╭─ Material provided

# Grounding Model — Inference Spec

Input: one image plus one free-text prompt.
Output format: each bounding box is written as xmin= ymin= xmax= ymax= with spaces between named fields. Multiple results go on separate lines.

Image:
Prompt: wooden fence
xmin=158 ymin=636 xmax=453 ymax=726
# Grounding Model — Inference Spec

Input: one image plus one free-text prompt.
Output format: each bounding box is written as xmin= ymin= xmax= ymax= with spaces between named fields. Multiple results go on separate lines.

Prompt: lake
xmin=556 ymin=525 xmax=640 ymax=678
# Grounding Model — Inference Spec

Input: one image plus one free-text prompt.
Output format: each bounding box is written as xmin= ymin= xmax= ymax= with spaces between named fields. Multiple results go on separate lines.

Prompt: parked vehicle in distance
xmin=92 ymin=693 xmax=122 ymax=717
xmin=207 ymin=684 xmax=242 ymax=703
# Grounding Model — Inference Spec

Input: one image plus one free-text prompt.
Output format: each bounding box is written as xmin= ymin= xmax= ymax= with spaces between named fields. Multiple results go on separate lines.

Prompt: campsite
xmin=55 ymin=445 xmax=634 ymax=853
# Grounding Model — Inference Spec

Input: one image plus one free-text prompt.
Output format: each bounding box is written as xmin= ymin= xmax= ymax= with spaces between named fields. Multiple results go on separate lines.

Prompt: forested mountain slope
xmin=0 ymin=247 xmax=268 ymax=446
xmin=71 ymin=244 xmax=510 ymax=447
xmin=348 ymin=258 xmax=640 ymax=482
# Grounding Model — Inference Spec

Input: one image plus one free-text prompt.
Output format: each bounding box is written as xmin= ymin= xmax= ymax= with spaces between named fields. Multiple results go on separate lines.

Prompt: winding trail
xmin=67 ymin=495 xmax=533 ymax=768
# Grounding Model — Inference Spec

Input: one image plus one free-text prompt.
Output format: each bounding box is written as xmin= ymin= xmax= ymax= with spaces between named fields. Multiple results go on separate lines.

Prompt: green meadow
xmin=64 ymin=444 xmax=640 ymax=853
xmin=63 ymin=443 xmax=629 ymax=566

╰─

Rewrite all of the data above, substituting "labeled fields" for every occurrence of "named fields" and changing nothing else.

# Grounding Model — Inference Spec

Input: one image plus one free-text prompt.
Output format: each bounding box is written as xmin= ymin= xmax= ymax= with spaces between labeled fields. Multiple results go on separate lines.

Image:
Prompt: wooden fence
xmin=158 ymin=636 xmax=453 ymax=726
# Grounding Model — Inference Spec

Input: one image plus one free-text prompt.
Output format: each bounding box is written as xmin= ymin= xmax= ymax= with spaces between labeled fields. Multiple results go on separate lines.

Prompt: lake
xmin=556 ymin=525 xmax=640 ymax=678
# Grounding Model — Inference Spec

Input: one image plus one free-text prompt.
Output format: each bounding box is written as xmin= ymin= xmax= ymax= with spaces between labeled fields. Multiple results go on separate lines.

Prompt: parked vehicle in distance
xmin=92 ymin=693 xmax=122 ymax=717
xmin=207 ymin=684 xmax=242 ymax=703
# Grounding Model — Inference Spec

Input: one image plus one free-text prompt.
Output format: each bounding box is written as xmin= ymin= xmax= ymax= with spaces between labeled fields. Multiple results go on separate lines.

Prompt: campsite
xmin=55 ymin=445 xmax=634 ymax=853
# Grounding Model — Inference Spec

Input: one image plus one free-text prompt.
Output format: each bounding box is written as xmin= ymin= xmax= ymax= with spaces between labeled fields. Multiple results go on separate lines.

Prompt: forested mountain slope
xmin=0 ymin=247 xmax=268 ymax=446
xmin=71 ymin=244 xmax=510 ymax=447
xmin=348 ymin=258 xmax=640 ymax=482
# Grounding Model — Inference Spec

Input: one image plus one free-text prompt.
Output format: each bounding box is written as xmin= ymin= xmax= ymax= with spaces between labeled fields. Multiple results go on separate lines.

Prompt: winding trail
xmin=67 ymin=495 xmax=533 ymax=768
# Grounding Model — Inference Spec

Input: one image plus one free-text prompt.
Output format: each bounding box is written as xmin= ymin= xmax= ymax= with spaces between labeled fields. Multiple results go on separate lines.

Prompt: green meadow
xmin=64 ymin=444 xmax=640 ymax=853
xmin=63 ymin=443 xmax=629 ymax=566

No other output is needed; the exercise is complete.